▶ **YOUR GOAL**
From the line containing "Where can you spot the red" down to the last line of the data, output each line word for word and include nothing else.

Top of STORED DATA

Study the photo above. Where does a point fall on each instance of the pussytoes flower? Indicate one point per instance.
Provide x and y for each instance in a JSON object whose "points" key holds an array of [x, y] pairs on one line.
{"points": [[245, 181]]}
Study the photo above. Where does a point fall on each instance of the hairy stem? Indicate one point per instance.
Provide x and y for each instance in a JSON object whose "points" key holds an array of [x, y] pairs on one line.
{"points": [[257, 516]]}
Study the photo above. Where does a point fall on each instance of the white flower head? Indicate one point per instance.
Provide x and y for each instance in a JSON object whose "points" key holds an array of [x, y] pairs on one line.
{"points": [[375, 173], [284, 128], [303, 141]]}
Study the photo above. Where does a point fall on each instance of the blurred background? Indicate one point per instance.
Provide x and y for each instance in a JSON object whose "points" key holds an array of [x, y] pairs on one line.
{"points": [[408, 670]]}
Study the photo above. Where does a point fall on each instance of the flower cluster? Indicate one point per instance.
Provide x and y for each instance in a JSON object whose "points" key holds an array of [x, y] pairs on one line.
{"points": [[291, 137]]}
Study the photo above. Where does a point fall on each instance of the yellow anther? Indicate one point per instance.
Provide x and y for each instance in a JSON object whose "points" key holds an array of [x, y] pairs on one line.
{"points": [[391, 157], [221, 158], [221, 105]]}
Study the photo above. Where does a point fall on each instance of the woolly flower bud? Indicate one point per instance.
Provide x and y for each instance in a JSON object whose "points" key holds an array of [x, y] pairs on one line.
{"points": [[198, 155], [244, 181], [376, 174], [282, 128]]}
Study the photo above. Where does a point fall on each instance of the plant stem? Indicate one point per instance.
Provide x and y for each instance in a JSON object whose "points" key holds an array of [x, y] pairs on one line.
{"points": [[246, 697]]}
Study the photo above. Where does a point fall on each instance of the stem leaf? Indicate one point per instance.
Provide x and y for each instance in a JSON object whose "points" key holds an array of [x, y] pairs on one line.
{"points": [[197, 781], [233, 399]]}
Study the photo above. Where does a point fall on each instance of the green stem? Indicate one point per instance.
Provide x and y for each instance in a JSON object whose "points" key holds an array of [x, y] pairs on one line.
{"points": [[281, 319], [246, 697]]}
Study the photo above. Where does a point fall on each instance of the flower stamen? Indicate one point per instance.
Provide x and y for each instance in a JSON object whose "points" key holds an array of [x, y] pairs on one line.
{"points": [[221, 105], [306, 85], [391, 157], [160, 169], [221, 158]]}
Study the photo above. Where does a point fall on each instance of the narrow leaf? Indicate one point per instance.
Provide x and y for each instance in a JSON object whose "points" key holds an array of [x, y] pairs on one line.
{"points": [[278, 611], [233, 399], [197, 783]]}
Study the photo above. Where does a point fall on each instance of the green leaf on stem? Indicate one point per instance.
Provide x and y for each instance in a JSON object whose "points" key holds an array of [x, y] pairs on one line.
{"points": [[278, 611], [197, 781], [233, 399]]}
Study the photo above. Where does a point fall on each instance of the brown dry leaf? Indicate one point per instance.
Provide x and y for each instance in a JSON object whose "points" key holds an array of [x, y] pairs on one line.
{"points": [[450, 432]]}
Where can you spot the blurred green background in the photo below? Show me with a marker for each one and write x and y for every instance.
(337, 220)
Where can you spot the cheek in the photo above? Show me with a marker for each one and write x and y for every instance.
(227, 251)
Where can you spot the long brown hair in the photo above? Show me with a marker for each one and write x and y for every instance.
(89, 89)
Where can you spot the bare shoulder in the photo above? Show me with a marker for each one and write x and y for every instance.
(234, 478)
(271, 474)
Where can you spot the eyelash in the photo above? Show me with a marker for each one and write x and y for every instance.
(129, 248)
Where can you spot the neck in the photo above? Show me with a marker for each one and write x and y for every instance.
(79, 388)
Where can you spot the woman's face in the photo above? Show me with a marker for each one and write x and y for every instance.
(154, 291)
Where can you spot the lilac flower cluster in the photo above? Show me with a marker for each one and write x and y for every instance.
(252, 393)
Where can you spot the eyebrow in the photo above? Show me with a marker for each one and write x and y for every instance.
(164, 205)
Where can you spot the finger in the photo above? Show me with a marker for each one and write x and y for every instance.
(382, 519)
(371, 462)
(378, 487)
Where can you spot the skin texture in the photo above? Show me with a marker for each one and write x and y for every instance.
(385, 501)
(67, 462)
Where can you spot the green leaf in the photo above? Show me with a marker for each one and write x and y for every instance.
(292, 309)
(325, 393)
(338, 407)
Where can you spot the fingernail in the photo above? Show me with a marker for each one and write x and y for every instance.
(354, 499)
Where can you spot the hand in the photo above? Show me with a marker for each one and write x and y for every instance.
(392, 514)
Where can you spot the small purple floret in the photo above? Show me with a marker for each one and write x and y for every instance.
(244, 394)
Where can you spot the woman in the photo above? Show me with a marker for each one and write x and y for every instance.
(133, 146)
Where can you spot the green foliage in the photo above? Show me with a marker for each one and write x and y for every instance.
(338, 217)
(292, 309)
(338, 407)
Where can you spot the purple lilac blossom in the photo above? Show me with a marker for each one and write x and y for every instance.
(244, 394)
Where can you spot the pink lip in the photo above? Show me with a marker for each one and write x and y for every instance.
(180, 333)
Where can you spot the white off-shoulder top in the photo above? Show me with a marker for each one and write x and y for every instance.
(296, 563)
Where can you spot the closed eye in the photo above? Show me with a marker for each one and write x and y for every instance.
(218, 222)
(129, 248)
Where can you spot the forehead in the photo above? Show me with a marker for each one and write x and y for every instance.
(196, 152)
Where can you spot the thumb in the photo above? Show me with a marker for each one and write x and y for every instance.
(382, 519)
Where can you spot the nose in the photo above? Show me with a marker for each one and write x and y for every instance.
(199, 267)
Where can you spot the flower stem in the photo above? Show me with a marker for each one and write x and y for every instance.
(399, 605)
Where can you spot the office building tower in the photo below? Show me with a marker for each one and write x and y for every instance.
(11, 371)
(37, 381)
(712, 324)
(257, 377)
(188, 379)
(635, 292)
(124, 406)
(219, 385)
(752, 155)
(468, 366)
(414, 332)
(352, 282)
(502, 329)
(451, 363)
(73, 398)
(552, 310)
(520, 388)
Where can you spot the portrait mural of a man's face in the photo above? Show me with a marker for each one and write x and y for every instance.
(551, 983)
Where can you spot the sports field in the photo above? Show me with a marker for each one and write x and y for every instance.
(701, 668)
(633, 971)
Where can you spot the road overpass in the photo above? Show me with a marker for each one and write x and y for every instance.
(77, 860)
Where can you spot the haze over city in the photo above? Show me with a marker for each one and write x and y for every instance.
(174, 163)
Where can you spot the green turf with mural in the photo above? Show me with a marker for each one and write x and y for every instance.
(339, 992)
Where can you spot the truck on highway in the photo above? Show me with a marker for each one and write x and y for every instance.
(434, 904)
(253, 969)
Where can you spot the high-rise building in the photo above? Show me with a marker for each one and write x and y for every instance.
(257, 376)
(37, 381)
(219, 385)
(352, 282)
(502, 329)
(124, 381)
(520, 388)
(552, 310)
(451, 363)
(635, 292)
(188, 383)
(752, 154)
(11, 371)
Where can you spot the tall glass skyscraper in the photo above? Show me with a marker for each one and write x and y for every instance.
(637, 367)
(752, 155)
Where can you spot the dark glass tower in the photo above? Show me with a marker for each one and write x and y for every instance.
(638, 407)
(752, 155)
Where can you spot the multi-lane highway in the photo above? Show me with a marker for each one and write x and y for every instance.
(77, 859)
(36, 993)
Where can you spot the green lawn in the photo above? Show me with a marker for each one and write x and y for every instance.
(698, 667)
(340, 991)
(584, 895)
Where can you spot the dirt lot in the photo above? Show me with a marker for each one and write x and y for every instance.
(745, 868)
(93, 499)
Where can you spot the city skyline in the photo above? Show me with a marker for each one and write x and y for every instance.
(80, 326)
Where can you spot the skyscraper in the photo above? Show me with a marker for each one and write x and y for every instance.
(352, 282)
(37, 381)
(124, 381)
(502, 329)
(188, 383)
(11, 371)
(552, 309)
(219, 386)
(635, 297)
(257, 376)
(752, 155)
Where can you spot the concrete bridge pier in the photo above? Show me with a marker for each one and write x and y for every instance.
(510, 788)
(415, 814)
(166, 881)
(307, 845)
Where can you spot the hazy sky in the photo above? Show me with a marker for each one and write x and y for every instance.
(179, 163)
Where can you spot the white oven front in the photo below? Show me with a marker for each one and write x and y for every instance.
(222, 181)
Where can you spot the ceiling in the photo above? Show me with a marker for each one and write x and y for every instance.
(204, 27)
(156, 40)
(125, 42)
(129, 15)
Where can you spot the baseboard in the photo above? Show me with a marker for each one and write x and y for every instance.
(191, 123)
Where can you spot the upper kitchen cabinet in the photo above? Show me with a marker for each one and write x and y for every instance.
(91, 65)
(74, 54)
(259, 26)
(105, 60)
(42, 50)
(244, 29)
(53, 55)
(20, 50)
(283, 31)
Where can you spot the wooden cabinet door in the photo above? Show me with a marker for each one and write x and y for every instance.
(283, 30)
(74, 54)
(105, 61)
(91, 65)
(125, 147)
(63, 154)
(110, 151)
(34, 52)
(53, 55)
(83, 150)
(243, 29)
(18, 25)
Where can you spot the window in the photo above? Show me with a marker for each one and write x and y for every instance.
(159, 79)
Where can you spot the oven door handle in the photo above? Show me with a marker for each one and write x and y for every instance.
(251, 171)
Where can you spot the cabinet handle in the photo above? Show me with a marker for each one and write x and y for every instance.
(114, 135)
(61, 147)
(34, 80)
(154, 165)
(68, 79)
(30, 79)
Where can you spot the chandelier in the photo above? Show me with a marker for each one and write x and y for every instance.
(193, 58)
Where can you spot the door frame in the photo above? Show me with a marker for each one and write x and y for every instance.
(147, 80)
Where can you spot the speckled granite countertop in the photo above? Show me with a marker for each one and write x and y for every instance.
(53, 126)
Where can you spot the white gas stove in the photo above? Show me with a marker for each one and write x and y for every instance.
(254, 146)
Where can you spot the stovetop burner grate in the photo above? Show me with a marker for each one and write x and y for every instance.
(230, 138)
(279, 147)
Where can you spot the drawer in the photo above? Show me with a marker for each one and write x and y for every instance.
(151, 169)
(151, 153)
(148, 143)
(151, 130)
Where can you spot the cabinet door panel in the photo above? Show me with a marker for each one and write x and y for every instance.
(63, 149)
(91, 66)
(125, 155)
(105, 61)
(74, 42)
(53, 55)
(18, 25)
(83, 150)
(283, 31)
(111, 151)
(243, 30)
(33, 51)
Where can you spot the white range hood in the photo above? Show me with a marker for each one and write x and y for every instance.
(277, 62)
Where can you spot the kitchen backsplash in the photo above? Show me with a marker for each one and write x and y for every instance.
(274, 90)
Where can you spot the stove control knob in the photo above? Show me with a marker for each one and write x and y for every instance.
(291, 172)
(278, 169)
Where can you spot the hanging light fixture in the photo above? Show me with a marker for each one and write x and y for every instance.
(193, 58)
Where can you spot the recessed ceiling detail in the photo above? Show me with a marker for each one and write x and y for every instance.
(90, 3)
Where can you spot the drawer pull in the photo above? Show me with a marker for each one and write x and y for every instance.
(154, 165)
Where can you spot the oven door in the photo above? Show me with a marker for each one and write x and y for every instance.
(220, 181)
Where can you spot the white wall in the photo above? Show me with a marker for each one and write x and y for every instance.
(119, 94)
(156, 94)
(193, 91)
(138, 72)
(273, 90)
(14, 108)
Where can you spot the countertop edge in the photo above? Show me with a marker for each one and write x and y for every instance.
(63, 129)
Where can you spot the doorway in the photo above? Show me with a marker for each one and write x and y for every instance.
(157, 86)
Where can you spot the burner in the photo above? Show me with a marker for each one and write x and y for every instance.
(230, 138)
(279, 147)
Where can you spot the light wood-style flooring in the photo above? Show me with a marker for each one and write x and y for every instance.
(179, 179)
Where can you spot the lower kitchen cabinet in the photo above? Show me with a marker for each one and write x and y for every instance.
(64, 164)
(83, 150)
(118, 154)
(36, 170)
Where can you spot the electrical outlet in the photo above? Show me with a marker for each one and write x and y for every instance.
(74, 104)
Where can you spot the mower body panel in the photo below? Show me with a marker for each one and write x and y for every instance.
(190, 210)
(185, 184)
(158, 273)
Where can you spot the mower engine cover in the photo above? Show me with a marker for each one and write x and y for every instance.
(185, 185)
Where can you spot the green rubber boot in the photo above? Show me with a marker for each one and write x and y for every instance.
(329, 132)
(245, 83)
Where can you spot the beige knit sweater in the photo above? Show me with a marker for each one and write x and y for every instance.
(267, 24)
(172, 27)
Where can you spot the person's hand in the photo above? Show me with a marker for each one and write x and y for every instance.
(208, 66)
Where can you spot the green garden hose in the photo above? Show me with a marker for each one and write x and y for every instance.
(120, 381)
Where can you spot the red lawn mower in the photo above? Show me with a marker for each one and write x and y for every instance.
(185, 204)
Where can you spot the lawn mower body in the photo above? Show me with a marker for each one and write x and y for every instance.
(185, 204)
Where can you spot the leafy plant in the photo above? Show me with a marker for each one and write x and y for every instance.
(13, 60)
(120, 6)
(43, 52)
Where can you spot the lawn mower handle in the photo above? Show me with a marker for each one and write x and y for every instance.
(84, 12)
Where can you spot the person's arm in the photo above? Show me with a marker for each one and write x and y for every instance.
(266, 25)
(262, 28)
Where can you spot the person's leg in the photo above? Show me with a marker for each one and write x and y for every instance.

Bottom of STORED DATA

▶ **EXERCISE OUTPUT**
Where can you spot the red lawn mower in the photo above? Show me with a marker for each one and write x and y for every instance.
(185, 204)
Where can you spot the lawn mower body in the photo above? Show me with a marker for each one and write x and y for every instance.
(185, 204)
Where can you spot the leafy plant in the photo above? Show me with a marker for each one and write x and y for every instance.
(13, 60)
(120, 6)
(43, 52)
Where can you spot the lawn mower handle in the photo above? Show me with a marker for each one and write x and y for every instance.
(84, 12)
Where can you spot the person's arm in the photo above? Show me with a marker for each one and write x and y for every instance.
(266, 25)
(262, 28)
Where can you spot the person's leg in the photo above? Show me with a marker for each one and write x and y for every instance.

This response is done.